Exercise requirements: Edit the data below so that each "photograph" becomes "image", with nothing else altered. Leave the pictures out of your answer.

Excerpts from point annotation data:
________

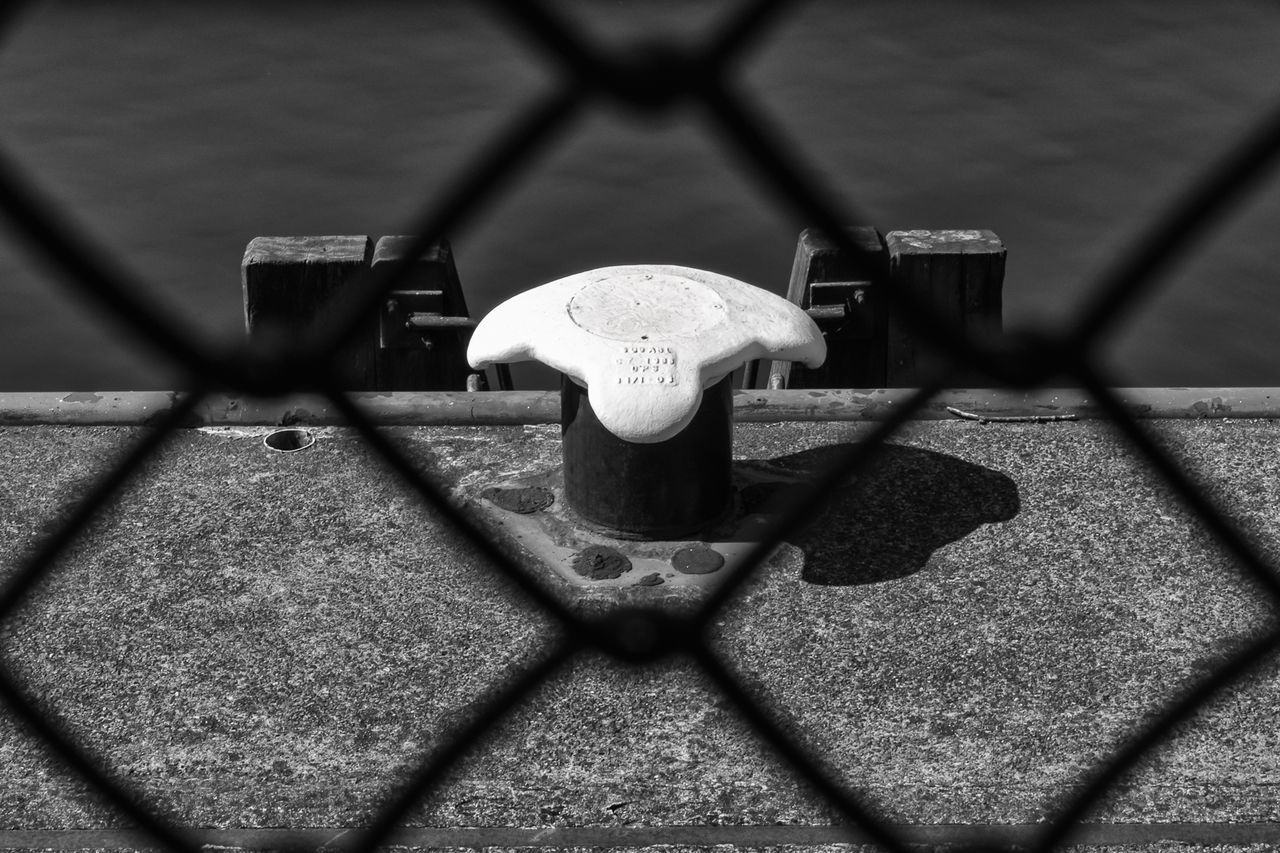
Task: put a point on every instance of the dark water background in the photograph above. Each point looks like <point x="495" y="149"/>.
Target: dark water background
<point x="177" y="132"/>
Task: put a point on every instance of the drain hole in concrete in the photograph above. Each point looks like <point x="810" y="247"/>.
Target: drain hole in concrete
<point x="289" y="439"/>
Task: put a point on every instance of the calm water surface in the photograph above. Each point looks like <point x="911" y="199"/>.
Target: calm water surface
<point x="177" y="132"/>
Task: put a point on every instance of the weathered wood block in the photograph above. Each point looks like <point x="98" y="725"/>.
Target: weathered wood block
<point x="289" y="281"/>
<point x="960" y="274"/>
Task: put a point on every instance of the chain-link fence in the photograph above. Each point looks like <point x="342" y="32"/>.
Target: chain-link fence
<point x="648" y="82"/>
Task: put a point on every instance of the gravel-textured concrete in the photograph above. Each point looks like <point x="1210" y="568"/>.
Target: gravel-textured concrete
<point x="274" y="639"/>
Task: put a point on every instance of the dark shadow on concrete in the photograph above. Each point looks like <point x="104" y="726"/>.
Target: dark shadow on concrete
<point x="888" y="521"/>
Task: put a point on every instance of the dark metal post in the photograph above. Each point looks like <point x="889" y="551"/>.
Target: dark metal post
<point x="659" y="491"/>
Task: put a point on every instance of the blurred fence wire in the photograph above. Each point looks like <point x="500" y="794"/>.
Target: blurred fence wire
<point x="650" y="82"/>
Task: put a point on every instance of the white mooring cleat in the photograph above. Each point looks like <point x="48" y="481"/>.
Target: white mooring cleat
<point x="645" y="341"/>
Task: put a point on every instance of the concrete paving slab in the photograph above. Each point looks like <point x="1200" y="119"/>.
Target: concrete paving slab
<point x="259" y="639"/>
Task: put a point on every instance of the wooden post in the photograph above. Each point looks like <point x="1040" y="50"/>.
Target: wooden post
<point x="659" y="491"/>
<point x="960" y="274"/>
<point x="288" y="281"/>
<point x="415" y="342"/>
<point x="428" y="357"/>
<point x="839" y="295"/>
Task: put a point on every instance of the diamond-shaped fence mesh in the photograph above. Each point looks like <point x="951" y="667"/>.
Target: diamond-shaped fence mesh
<point x="648" y="82"/>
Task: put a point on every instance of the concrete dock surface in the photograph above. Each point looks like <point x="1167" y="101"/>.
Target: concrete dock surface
<point x="256" y="641"/>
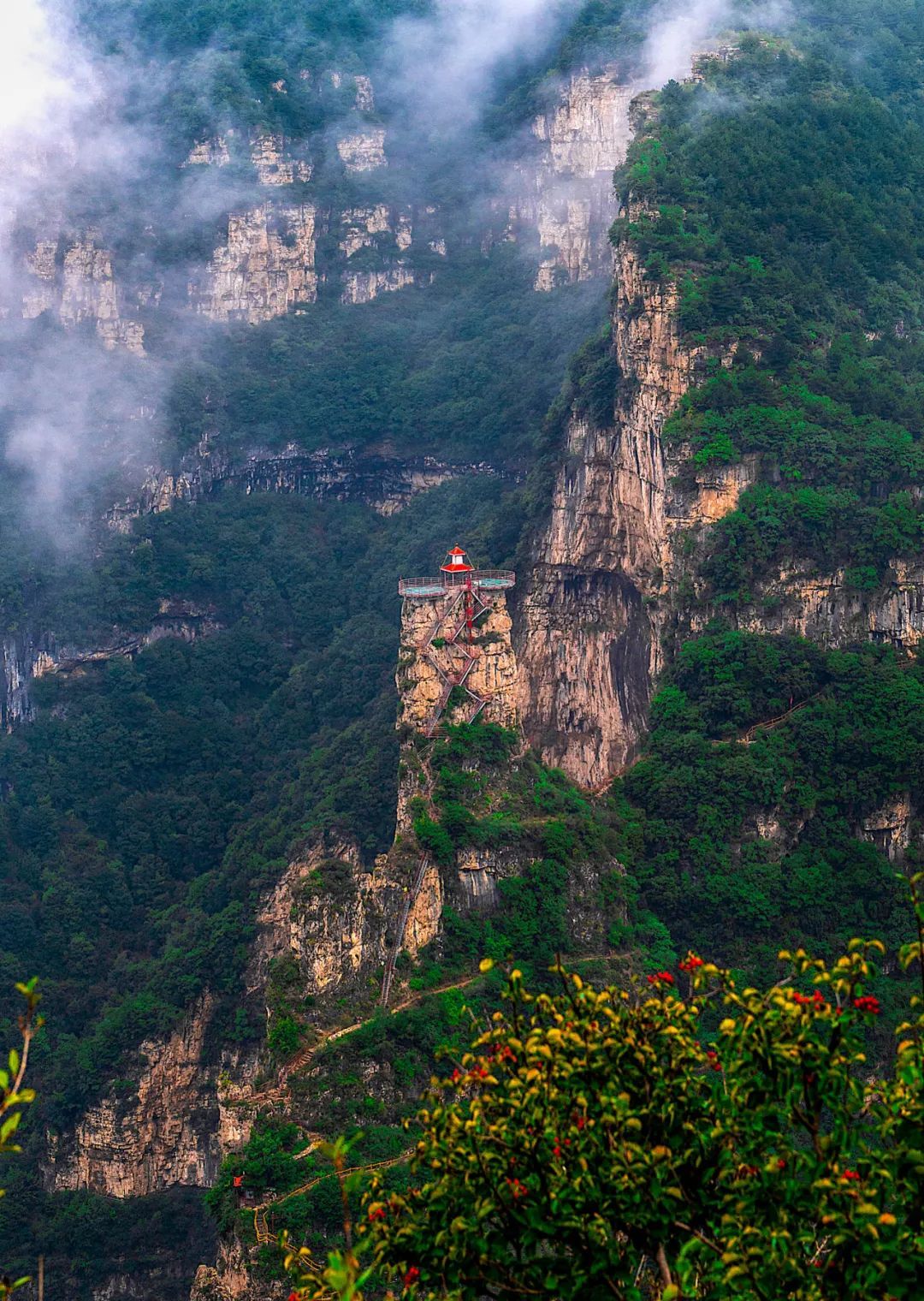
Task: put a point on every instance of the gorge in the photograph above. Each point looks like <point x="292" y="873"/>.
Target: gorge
<point x="259" y="817"/>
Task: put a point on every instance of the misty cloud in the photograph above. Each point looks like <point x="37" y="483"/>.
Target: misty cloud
<point x="442" y="67"/>
<point x="680" y="30"/>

________

Task answer:
Task: put a point on every instance of the dark water background in the image above. Each point looks like <point x="495" y="149"/>.
Target: dark water background
<point x="177" y="132"/>
Task: put a point on every instance of the drain hole in concrete in the image above. Each point looks like <point x="810" y="247"/>.
Target: drain hole in concrete
<point x="289" y="439"/>
Task: put a point on every instance of the calm water surface in the image above. Each point looks like <point x="911" y="199"/>.
Target: calm water surface
<point x="177" y="132"/>
Task: put a point on every instance of the weathered wood block in the image above. Each point looks like <point x="98" y="725"/>.
Target: weathered wood block
<point x="289" y="281"/>
<point x="960" y="274"/>
Task: put a point on every instance of the chain-link fence in the image above. Each point looks like <point x="342" y="32"/>.
Target: chain-link fence
<point x="648" y="82"/>
Task: put a point on every instance of the gravel-textured concrete in the image above. Each point looks like <point x="1210" y="568"/>.
Target: gravel-textured concrete
<point x="274" y="639"/>
Task: put a point on every instance of the dark shadow on concrete in the image above. Each point looks like <point x="104" y="726"/>.
Target: dark shadow on concrete
<point x="888" y="521"/>
Task: put a point on every instance of the dark metal post in the image above. Each point looks like <point x="889" y="551"/>.
Target: dark metal post
<point x="659" y="491"/>
Task: put a point on every instance of the blurred fence wire in the image above. Each point looks like <point x="500" y="794"/>.
Target: blurred fence wire
<point x="650" y="82"/>
Task: put a point on every instance of the white mooring cleat in the image above. Each point looks like <point x="48" y="481"/>.
Target: white mooring cleat
<point x="645" y="341"/>
Task: put a point on every instance of the concrete paving slab in the image above. Each point looks like <point x="1200" y="119"/>.
Target: concrete paving slab
<point x="259" y="639"/>
Task: put a point on every instance of the wooden post in the image above. Each point looks like <point x="1040" y="50"/>.
Target: wooden post
<point x="659" y="491"/>
<point x="960" y="274"/>
<point x="288" y="281"/>
<point x="415" y="342"/>
<point x="428" y="357"/>
<point x="839" y="295"/>
Task: put a point on every instance of the diamond-shaped fence mesh in the image above. Each point looks like <point x="951" y="667"/>.
Target: diamond-shaped fence mesh
<point x="648" y="82"/>
Task: put a point on every instance of the concrete dock surface in the image above. Each point looks like <point x="1167" y="101"/>.
Target: concrete dock surface
<point x="256" y="641"/>
Task: put a point on every instance of the gorge in the image above. Each point looks like <point x="292" y="873"/>.
Target: gorge
<point x="259" y="817"/>
Task: put a point on every instance of the misty cloud in the image above. Each point looks like <point x="37" y="483"/>.
Target: misty cloud
<point x="442" y="67"/>
<point x="680" y="30"/>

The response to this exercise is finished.